The next IIIF image server I attempted to install was Loris. But without dedicated server space, the server would be run locally (and therefore not always accessible). This wasn’t a viable solution for our project. We needed server space.

After discussing it with others in the department, we realized that we should get server space through our institution and allow an experienced computer scientists from the university install our IIIF Image server for us. This means a lot less challenges in the Terminal for me, and less of a chance that the image server will cause us issues (due to my modest installation attempt) in the future.

Post DHSI brainstorming

After being at the DHSI at UVic last week, my idea of what we can accomplish over the course a two term class has changed. This realization comes in part from my own movement from someone who had never coded to someone increasingly comfortable with editing .json files and simple html. So, if a non-techy medievalist such as myself can learn it in a week (≈ 24 hours of instruction) I guess I can expect students to pick up a fair bit of it over two terms (in class, ≈ 24 x 3 hours = 72). We do have a lot of book history to learn, mind you.

If we structure the class correctly, I think, then we can lead students on a quest –starting with social media and ending with simple programming. Students will be expected to use #medievaltwitter (for networking, watching for calls for papers or finding ideas about what is joining on in medieval DH), to blog about their thoughts on the exercises and readings, before moving over to the relatively user-friendly CMS Omeka  as well as the more arcane worlds of GitHub and IIIF to display their work in progress.

The assignments are organized around a spiral curriculum, in which students address a topic and then return to it for at least one further pass. We will start by getting people used to the online environment by using familiar environments – Twitter and blogs. These platforms allow the students to share their experience using other tools. But the real focus is on the uncatalogued medieval material in the holdings of Carleton University. Over the course of the year , each student will work on a single folio to describe, transcribe and analyze it. Their folio then becomes the central focus of students’ work as they consider it from different perspectives and with different tools. What was it like, for example, transcribing a medieval document with pencil and paper? And then how did it differ when using a tool such as Recogito or Transkribus? What changed when inputting a catalogue record modelled on manuscript catalogues to putting that information into Omeka, which uses Dublin Core. By the end of the first term, students will have used Omeka to present a detailed description of the folio. In the second term, I will ask students to present much of the same information, but this time they will be encoding the information as a TEI file that they will make available through a Github Jekyll site.

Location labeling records
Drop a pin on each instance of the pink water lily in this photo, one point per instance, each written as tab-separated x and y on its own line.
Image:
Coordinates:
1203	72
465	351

__Problem to work on__
Rewrite the course-planning post between "If we structure" and "work in progress.", inclusive, with "quest" changed to "journey".

__Solution to this exercise__
If we structure the class correctly, I think, then we can lead students on a journey –starting with social media and ending with simple programming. Students will be expected to use #medievaltwitter (for networking, watching for calls for papers or finding ideas about what is joining on in medieval DH), to blog about their thoughts on the exercises and readings, before moving over to the relatively user-friendly CMS Omeka  as well as the more arcane worlds of GitHub and IIIF to display their work in progress.